> Exercise description:
Copy out the records below word for word, omitting the pictures.

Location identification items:
+++
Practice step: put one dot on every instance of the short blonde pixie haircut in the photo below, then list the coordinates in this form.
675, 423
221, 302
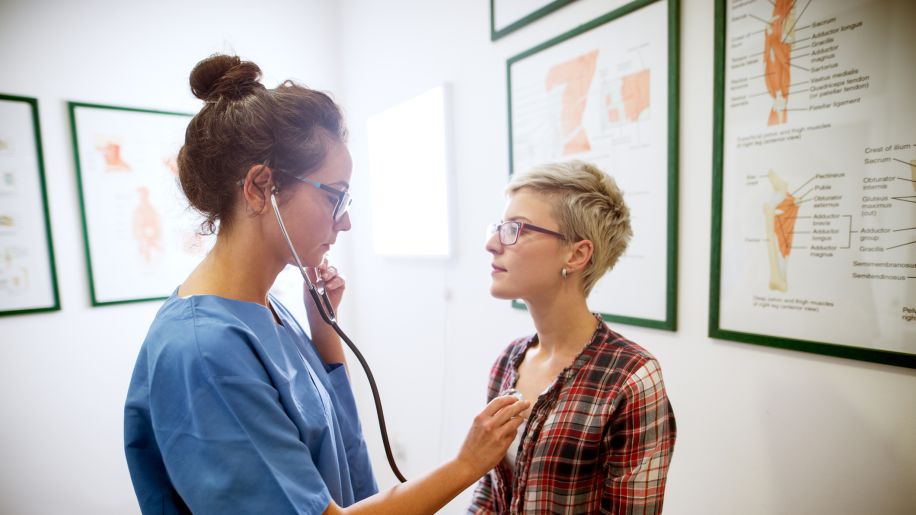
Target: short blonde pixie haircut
588, 205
+++
> Task answer:
Practice step: put one dot on every instance of the short blonde pixie haircut in the photo below, then list the coordinates in this form.
675, 423
221, 302
Target: short blonde pixie haircut
588, 205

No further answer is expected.